DIRECTIVES ▸
- A) In the passage on the Triton appraisal proceeding, on what date was the take-private transaction completed?
- B) Which business entities does the passage on the Triton appraisal proceeding name, and what role does each play in the transaction?
- C) Carry on the passage on the Triton appraisal proceeding from its last sentence.

TEXT SECTION ▸
□ □ □ □

Petitioner Oasis Core Investments Fund Ltd. brings this application for discovery
in a foreign proceeding pursuant to 28 U.S.C. § 1782. The underlying foreign action is a
shareholder appraisal rights proceeding in the Supreme Court of Bermuda arising from
a transaction, completed on September 28, 2023, in which Triton International
Limited—a lessor of intermodal freight containers—was taken private through an
acquisition of shares by Brookfield Infrastructure Corporation (“BIPC”) and its
affiliated entities (together, “Brookfield”). 1 (ECF No. 2-15.) Goldman Sachs advised
Triton on the transaction. Oasis, the sole dissenting shareholder to the transaction, has
initiated an appraisal proceeding in the Supreme Court of Bermuda to determine the
fair value of its Triton shares.

□ □ □ □

Records from a data source:
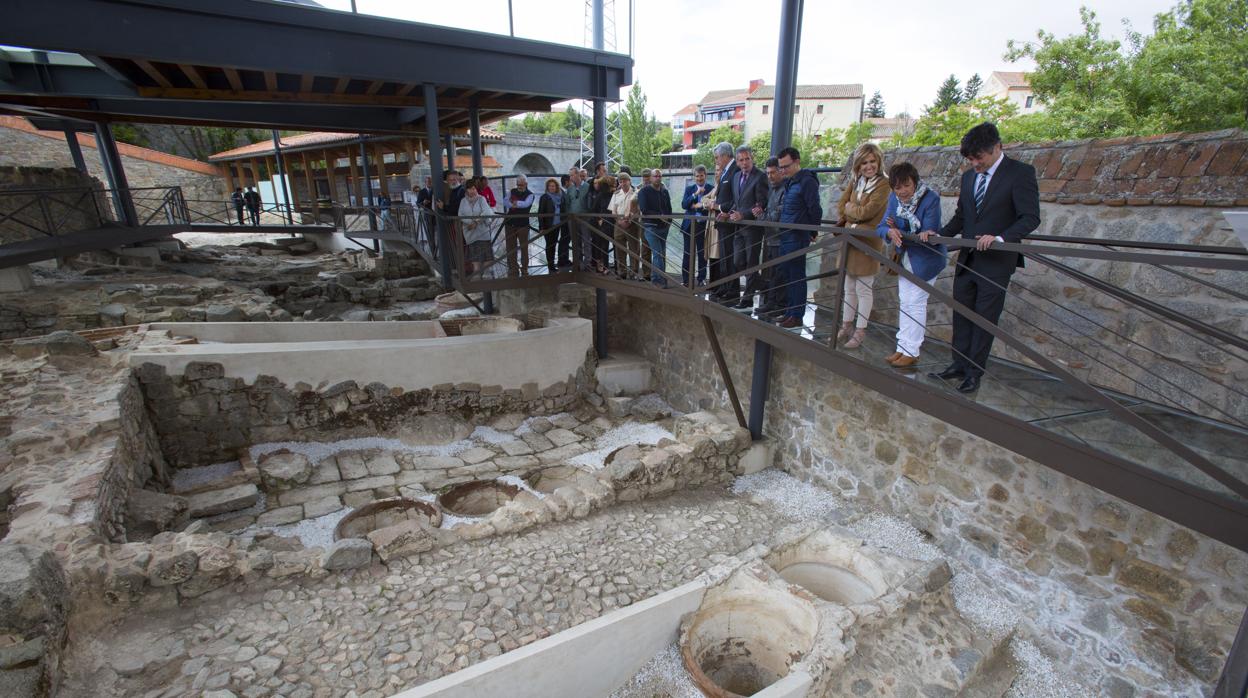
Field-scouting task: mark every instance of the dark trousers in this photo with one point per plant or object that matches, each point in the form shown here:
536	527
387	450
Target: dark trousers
986	296
773	296
558	241
793	274
731	290
699	249
745	254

□ □ □ □

WRITTEN RESPONSES ▸
- A) September 28, 2023.

- B)
- Oasis Core Investments Fund Ltd.: the petitioner and the sole dissenting shareholder to the transaction
- Triton International Limited: a lessor of intermodal freight containers that was taken private
- Brookfield Infrastructure Corporation ("BIPC") and its affiliated entities (together, "Brookfield"): the acquirer of the shares
- Goldman Sachs: the adviser to Triton on the transaction

- C)
Pursuant to Section 1782, Oasis initiated this application for foreign discovery
materials from BIPC—the buyer in the transaction—as well as the affiliated Brookfield
entities and Goldman Sachs. (ECF No. 1.) In particular, Oasis seeks discovery from
Brookfield about the fairness of the transaction price, the process by which the price
was determined, negotiations, financial analyses regarding the transaction, alternative
transactions considered, Triton’s independence from the buyer, and Triton’s valuation.
(ECF No. 4 at 7-8.) Oasis’s requests are limited to the approximately 17 months between
April 1, 2022—the month before Brookfield initiated discussions about the transaction—
and August 24, 2023. (ECF No. 2-1 at 5; ECF No. 2-6 at 55.)
The affiliated Brookfield entities are Brookfield Infrastructure Fund V-A, L.P., Brookfield
Infrastructure V-B, L.P., and Brookfield Infrastructure V-C, L.P.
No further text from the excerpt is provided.